(Object location annotation data)
----------------------------------------

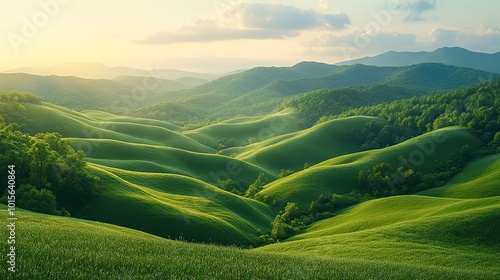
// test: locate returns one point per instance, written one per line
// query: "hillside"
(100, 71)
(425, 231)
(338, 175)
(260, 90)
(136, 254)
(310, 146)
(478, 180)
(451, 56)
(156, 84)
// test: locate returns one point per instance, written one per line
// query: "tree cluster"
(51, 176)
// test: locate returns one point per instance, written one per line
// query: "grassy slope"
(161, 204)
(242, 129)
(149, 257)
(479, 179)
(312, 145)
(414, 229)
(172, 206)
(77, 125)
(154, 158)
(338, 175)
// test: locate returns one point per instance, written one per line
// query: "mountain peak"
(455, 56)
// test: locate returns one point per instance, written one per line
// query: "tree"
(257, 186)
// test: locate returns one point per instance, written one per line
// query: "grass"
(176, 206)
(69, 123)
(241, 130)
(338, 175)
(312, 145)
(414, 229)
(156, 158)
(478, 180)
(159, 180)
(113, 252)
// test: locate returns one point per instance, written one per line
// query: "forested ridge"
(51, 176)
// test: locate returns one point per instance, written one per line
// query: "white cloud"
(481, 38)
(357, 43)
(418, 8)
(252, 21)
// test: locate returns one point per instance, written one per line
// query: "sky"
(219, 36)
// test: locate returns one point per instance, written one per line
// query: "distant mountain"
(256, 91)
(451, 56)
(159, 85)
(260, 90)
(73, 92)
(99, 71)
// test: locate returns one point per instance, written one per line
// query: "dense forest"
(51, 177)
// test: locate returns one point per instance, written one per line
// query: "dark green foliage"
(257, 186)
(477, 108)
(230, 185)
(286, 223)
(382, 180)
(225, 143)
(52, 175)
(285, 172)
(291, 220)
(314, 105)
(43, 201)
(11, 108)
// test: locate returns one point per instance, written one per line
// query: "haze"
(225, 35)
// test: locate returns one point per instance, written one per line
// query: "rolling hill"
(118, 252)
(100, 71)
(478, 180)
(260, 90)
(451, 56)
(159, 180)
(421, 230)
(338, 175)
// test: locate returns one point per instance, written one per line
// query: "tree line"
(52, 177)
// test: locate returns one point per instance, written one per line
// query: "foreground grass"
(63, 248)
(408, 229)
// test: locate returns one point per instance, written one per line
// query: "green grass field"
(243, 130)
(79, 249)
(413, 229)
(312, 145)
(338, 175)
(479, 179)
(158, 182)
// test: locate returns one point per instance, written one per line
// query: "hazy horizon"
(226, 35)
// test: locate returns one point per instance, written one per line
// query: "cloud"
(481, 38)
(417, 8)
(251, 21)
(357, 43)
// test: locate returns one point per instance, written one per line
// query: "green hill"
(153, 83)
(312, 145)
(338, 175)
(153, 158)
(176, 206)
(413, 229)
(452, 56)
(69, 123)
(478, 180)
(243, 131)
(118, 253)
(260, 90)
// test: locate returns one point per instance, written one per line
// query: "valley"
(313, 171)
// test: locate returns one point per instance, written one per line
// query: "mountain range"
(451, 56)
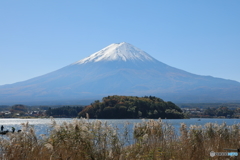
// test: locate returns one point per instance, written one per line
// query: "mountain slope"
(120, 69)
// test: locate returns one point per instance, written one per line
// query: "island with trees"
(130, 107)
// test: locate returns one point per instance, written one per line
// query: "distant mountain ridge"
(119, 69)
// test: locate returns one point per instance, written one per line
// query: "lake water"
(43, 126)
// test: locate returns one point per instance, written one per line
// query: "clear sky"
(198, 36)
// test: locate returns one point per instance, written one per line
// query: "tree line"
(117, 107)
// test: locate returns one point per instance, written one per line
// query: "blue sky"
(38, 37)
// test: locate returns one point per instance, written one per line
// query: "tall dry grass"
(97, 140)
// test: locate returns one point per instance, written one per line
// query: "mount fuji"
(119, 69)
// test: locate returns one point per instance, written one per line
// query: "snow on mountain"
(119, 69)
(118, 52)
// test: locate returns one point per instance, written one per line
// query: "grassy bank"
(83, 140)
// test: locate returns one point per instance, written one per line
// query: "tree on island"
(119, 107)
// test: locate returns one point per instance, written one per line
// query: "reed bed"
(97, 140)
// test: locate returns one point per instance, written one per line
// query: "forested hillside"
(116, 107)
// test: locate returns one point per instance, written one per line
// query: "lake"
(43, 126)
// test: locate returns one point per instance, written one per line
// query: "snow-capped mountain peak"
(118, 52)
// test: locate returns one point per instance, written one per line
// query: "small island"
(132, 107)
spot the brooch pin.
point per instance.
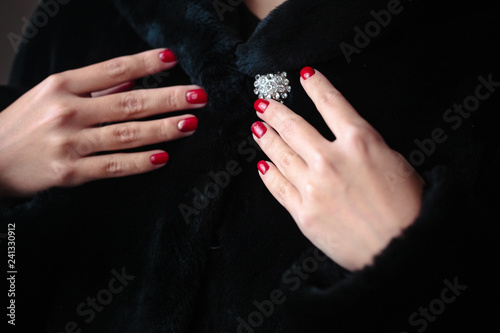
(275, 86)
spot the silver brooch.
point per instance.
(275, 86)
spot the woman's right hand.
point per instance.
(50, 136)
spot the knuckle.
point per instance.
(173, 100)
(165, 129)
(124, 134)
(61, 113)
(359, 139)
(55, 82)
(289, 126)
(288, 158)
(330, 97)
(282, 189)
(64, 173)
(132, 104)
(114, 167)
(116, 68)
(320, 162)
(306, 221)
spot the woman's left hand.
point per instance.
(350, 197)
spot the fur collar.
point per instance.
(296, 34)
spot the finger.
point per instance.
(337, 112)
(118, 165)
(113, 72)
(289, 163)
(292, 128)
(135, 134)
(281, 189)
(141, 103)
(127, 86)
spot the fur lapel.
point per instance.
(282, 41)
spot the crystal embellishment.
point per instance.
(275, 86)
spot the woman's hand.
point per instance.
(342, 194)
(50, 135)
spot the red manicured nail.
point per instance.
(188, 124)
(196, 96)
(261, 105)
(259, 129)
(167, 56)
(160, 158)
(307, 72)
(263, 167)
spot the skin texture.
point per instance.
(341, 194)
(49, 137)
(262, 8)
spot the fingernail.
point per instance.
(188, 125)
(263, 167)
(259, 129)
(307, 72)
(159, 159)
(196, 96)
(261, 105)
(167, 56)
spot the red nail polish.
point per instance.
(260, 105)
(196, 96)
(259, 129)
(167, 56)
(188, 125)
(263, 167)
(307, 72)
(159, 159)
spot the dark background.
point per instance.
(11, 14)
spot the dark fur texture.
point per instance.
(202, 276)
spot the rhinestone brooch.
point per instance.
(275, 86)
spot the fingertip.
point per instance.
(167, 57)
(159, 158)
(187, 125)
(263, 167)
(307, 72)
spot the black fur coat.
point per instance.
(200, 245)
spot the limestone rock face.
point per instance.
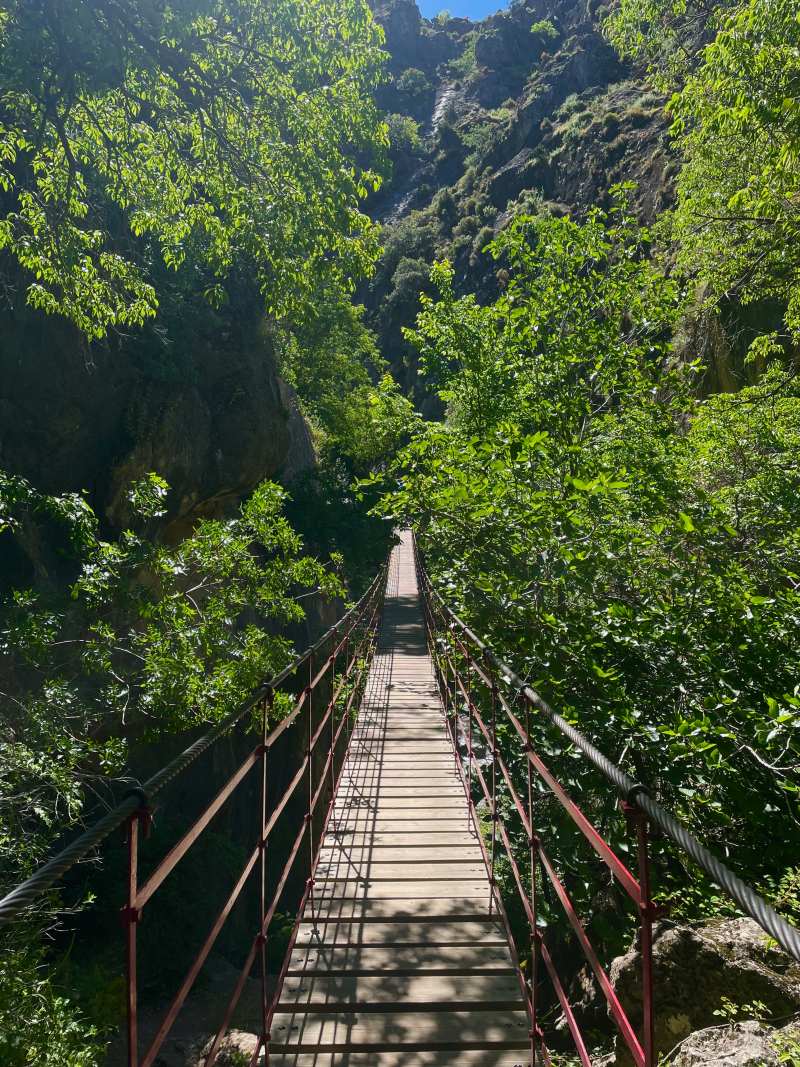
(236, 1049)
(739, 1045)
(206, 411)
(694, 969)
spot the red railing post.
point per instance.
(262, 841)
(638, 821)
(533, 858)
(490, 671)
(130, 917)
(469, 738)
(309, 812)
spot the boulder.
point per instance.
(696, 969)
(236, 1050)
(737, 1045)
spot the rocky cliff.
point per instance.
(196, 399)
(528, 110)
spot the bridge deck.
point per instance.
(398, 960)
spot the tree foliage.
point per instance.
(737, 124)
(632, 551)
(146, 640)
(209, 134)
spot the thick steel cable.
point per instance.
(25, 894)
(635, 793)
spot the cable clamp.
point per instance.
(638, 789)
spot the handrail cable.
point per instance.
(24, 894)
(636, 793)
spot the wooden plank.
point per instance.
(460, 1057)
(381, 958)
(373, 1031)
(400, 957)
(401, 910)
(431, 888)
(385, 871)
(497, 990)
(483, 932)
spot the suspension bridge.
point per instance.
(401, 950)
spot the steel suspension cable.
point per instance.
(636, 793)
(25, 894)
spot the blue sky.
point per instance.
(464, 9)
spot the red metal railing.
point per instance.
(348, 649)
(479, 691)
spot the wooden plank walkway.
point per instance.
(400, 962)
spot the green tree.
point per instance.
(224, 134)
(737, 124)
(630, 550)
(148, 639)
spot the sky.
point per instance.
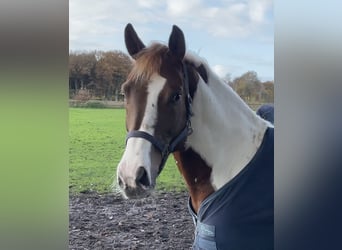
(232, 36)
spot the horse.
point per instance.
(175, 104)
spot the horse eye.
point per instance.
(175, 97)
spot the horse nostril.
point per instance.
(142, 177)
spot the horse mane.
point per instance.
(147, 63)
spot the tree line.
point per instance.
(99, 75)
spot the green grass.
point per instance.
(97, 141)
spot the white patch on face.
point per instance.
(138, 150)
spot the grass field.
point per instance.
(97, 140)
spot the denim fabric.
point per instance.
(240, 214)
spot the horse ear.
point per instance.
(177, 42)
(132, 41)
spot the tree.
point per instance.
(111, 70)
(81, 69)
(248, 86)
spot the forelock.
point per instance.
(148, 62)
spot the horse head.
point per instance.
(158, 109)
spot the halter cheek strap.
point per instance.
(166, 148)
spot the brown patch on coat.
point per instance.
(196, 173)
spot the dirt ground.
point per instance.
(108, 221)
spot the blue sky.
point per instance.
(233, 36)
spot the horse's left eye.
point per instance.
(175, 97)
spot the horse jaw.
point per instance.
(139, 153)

----------------------------------------

Written request.
Return verbatim every line from the line containing "spot the wooden plank walkway." to the last line of the entries above, inclusive, and leave out the pictures.

Written solution.
spot the wooden plank walkway.
point per instance.
(400, 962)
spot the green tree.
point per instance.
(224, 134)
(737, 124)
(630, 550)
(148, 639)
spot the sky.
point per instance.
(232, 36)
spot the horse.
point per instance.
(175, 104)
spot the horse eye.
point per instance.
(175, 97)
spot the horse nostril.
point per instance.
(142, 177)
spot the horse mane.
point per instance.
(147, 63)
spot the tree line.
point per instance.
(99, 75)
spot the green grass.
point per instance.
(97, 141)
spot the white patch on face.
point per instance.
(138, 150)
spot the grass field.
point per instance.
(97, 140)
spot the denim fabric.
point per instance.
(240, 214)
spot the horse ear.
point per instance.
(177, 42)
(132, 41)
spot the tree.
point per instance.
(111, 70)
(81, 69)
(248, 86)
spot the forelock.
point per instance.
(148, 62)
spot the horse head.
point per instance.
(158, 109)
spot the halter cheek strap.
point per instance.
(166, 148)
spot the brown patch on coat.
point per instance.
(196, 173)
spot the dirt ground.
point per instance.
(108, 221)
spot the blue sky.
point per instance.
(233, 36)
spot the horse's left eye.
point per instance.
(175, 97)
spot the horse jaw.
point per instance.
(139, 153)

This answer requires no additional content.